==== Source material

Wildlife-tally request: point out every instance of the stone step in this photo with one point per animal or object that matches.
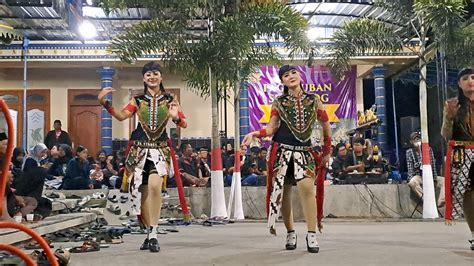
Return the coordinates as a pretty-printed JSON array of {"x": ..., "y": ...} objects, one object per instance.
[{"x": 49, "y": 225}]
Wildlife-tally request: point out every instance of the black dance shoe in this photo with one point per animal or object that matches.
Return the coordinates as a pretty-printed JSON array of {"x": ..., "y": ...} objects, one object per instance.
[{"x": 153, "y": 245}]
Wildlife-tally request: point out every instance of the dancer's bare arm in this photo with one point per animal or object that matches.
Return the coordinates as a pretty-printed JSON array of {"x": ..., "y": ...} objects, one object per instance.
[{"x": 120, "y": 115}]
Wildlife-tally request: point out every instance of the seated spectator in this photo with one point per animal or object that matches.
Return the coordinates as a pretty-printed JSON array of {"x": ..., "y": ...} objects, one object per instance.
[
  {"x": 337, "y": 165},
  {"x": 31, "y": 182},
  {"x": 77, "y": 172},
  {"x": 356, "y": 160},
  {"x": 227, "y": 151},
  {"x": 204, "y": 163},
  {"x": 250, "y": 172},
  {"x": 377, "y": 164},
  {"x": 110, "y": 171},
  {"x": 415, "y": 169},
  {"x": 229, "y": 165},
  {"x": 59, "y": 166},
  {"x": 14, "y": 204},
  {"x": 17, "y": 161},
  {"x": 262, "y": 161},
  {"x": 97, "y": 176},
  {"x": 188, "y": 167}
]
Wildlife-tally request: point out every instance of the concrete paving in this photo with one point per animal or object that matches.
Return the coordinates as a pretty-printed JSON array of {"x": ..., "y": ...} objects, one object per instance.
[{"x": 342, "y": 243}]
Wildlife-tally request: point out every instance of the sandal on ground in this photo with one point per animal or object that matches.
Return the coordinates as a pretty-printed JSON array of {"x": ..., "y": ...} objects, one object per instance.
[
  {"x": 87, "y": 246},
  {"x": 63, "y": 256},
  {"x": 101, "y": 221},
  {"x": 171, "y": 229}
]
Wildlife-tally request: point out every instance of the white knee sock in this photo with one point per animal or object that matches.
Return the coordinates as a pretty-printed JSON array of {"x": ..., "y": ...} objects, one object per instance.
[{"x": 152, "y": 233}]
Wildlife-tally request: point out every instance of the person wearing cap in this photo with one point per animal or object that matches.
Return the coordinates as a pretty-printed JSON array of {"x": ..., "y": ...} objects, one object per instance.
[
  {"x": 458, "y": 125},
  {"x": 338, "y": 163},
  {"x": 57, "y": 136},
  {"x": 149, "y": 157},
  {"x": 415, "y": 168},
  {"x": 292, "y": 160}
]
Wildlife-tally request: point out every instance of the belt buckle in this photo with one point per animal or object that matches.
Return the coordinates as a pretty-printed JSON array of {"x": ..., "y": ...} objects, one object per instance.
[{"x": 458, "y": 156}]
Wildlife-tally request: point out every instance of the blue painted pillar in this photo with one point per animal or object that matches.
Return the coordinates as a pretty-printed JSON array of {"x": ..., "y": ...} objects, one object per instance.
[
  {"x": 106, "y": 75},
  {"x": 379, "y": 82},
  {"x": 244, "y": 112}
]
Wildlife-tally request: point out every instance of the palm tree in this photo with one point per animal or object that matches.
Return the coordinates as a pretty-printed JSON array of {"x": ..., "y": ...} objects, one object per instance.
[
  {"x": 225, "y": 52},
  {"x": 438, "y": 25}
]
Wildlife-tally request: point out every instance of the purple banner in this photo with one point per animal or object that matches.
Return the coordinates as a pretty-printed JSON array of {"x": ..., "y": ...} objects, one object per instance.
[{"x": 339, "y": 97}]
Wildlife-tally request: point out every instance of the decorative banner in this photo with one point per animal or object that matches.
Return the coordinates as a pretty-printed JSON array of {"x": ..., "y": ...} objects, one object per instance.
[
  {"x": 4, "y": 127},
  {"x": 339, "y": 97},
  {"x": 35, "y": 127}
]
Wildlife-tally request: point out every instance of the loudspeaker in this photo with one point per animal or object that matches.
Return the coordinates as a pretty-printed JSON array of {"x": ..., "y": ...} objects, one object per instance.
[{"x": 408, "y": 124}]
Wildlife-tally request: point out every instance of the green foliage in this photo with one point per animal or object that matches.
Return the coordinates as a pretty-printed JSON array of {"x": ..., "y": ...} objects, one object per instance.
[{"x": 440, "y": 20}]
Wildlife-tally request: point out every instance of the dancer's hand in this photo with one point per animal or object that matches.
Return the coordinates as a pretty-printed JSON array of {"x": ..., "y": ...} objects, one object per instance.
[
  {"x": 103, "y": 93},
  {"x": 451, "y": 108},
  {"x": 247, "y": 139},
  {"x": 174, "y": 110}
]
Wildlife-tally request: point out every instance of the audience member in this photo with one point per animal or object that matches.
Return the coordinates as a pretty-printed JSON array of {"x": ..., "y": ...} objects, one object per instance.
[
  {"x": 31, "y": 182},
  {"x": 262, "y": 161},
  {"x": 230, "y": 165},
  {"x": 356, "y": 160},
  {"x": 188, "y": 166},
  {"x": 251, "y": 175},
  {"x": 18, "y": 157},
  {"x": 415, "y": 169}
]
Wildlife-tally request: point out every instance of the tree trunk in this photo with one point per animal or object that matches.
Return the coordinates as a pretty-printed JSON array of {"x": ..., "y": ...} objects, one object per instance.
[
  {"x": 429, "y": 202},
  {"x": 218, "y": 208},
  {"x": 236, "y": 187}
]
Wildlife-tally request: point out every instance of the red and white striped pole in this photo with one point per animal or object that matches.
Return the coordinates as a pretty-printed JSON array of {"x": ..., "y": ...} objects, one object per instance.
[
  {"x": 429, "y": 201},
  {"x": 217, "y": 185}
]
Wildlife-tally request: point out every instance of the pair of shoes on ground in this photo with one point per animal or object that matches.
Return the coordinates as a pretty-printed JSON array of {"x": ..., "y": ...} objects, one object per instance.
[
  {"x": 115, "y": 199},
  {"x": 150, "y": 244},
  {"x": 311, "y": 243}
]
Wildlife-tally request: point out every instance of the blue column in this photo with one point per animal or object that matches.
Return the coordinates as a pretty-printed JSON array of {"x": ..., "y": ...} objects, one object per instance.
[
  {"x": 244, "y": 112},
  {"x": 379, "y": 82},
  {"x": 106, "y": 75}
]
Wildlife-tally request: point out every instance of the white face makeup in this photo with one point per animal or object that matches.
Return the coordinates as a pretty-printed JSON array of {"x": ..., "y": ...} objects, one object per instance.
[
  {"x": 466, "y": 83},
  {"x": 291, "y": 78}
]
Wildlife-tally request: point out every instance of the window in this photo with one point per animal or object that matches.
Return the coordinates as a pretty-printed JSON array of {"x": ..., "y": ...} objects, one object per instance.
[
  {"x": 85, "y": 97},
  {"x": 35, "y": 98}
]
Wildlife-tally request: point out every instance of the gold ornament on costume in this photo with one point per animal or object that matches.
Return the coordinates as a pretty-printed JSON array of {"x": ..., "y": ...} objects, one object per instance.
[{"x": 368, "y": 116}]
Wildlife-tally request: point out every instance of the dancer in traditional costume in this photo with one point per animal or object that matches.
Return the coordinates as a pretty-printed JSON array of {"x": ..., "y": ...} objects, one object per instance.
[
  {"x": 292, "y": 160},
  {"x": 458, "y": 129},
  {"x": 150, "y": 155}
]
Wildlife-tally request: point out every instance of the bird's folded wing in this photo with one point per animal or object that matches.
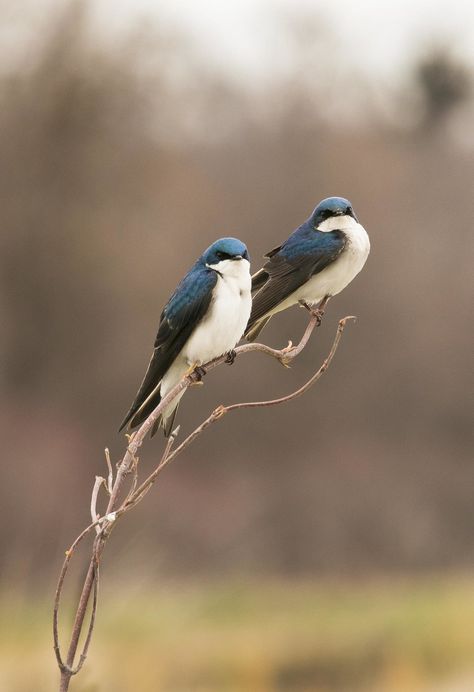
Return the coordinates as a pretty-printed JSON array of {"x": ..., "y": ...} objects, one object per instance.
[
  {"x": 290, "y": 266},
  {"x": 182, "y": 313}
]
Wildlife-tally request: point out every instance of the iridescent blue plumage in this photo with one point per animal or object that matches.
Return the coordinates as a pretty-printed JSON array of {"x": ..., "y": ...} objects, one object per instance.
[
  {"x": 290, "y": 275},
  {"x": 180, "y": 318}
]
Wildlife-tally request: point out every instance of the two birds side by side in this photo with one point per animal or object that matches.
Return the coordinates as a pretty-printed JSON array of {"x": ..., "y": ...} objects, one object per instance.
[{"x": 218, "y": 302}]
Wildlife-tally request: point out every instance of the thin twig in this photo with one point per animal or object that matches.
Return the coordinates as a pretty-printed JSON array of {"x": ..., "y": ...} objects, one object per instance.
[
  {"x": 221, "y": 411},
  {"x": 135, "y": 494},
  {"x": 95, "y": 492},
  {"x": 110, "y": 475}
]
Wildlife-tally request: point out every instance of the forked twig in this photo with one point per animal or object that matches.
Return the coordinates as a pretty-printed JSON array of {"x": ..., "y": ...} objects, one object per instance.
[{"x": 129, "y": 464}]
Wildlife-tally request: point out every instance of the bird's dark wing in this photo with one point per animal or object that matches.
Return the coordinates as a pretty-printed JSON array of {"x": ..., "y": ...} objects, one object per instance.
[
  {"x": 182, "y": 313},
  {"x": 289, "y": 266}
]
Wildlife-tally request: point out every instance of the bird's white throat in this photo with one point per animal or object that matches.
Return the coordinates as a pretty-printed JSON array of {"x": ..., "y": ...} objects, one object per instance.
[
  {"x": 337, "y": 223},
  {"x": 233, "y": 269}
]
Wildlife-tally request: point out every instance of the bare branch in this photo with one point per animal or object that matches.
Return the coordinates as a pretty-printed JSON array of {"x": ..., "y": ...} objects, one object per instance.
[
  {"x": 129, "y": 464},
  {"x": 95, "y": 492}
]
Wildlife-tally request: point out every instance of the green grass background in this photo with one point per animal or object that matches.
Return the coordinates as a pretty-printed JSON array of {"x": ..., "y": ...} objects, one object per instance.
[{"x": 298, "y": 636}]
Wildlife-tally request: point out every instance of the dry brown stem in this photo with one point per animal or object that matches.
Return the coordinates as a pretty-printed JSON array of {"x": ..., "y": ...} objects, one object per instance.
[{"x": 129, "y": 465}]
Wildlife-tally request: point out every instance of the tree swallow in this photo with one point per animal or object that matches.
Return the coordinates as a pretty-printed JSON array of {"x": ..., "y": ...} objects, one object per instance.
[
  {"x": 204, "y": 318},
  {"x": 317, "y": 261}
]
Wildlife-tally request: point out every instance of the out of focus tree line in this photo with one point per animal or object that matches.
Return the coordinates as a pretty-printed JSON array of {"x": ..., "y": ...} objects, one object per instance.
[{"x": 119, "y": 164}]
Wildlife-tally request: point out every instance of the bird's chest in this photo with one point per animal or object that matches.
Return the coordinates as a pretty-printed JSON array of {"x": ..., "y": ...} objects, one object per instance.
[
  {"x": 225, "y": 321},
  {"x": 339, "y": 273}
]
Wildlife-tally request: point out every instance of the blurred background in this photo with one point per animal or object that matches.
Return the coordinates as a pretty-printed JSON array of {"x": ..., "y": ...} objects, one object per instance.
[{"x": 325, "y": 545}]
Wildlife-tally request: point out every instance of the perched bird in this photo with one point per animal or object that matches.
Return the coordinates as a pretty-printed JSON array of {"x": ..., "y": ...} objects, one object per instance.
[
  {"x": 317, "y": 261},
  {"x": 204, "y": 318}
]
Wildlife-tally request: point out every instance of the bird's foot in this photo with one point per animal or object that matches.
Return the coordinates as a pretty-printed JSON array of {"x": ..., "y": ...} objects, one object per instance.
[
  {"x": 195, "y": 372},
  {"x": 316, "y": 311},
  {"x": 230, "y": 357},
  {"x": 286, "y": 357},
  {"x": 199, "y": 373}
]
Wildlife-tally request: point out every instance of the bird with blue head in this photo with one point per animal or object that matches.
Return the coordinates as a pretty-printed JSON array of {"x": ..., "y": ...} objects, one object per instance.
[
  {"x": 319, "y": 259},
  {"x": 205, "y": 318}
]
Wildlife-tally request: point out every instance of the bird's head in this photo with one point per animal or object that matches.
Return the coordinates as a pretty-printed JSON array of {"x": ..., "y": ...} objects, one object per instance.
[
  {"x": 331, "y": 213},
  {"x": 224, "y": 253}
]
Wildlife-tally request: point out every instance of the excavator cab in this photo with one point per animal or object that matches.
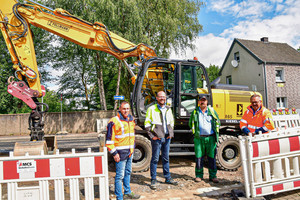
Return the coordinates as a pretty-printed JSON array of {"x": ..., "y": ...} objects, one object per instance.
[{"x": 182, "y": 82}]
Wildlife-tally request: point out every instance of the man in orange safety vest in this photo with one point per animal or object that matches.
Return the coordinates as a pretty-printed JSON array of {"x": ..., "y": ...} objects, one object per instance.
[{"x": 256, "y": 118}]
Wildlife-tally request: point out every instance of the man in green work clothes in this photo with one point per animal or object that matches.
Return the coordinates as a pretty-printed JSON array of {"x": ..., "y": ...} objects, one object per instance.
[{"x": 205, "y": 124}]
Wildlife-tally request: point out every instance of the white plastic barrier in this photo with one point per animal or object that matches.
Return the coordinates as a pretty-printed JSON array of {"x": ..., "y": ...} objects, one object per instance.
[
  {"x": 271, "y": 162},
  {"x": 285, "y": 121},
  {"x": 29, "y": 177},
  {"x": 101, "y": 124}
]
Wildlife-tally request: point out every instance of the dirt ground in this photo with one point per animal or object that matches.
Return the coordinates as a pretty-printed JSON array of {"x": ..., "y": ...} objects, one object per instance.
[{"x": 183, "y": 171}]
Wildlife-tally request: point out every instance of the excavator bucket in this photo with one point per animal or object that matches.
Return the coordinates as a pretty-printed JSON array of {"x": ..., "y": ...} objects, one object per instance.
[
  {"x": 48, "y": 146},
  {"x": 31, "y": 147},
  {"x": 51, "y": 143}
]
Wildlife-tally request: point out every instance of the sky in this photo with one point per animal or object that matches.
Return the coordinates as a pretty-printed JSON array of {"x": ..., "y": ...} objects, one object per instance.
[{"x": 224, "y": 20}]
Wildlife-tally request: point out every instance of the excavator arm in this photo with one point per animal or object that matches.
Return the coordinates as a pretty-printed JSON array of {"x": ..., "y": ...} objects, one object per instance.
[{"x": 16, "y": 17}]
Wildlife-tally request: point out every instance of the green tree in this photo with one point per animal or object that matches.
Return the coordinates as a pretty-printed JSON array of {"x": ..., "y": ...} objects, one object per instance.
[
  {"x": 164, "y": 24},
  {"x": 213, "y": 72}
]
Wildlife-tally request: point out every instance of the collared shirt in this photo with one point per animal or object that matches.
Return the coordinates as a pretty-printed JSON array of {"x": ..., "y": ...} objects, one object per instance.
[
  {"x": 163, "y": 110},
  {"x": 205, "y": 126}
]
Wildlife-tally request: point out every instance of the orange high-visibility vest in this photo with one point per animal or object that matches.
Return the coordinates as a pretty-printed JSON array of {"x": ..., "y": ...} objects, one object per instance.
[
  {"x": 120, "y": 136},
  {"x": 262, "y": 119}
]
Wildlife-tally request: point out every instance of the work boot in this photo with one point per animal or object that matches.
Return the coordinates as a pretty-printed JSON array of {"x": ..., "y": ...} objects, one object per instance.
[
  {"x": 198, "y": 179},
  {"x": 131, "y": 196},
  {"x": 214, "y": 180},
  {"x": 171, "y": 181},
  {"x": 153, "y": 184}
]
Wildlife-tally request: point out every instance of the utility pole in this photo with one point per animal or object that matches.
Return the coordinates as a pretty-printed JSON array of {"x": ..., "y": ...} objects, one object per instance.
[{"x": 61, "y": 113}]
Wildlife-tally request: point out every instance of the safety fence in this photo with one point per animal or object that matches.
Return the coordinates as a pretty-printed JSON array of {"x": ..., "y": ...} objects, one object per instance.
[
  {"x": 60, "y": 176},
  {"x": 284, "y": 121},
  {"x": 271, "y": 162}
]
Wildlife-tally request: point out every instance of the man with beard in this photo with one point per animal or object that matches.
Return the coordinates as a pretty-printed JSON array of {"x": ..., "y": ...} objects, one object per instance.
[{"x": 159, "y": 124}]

========

*Problem requirements:* Write the lines out exactly, from the one with "Wildlife-tally request: point out every instance of the orange" down to the last line of the listing, and leave out all others.

*Response for this exercise:*
Wildlife-tally request: point out every instance of the orange high-visibility vest in this photo with one point per animal or object that matches.
Return the coordinates as a pretty-printed JSON array of {"x": ..., "y": ...} objects, one object per instance.
[
  {"x": 120, "y": 136},
  {"x": 262, "y": 119}
]
Wildlife-tally request: point out every instance of the work boot in this photo with one point per animal or object that matches.
Return the coordinates as a pretty-printed JSON array of {"x": ..., "y": ...} objects, one object per instance.
[
  {"x": 198, "y": 179},
  {"x": 131, "y": 196},
  {"x": 214, "y": 180},
  {"x": 171, "y": 181},
  {"x": 153, "y": 184}
]
Wildlife-tally request: point out every instance of the utility pole in this photo with one point per animal or object that matches.
Return the coordinates as a pretty-printed JSON array of {"x": ..., "y": ...} objects, one object per instance.
[{"x": 61, "y": 113}]
Wildlife-tally request: point out every instance of the safety fence in this photo with one point per animal or object that matches.
Return the coordinates as a pretty-printed JSON array of {"x": ..., "y": ...} objects, one object per instance.
[
  {"x": 60, "y": 176},
  {"x": 284, "y": 121},
  {"x": 271, "y": 162}
]
Wildlife-tally request: point out every instance of the man with beard in this photo with one point per animal or object that matches.
Return the coordinates as a pretty-printed JSON array of {"x": ..., "y": ...} objects, one object per instance.
[{"x": 159, "y": 124}]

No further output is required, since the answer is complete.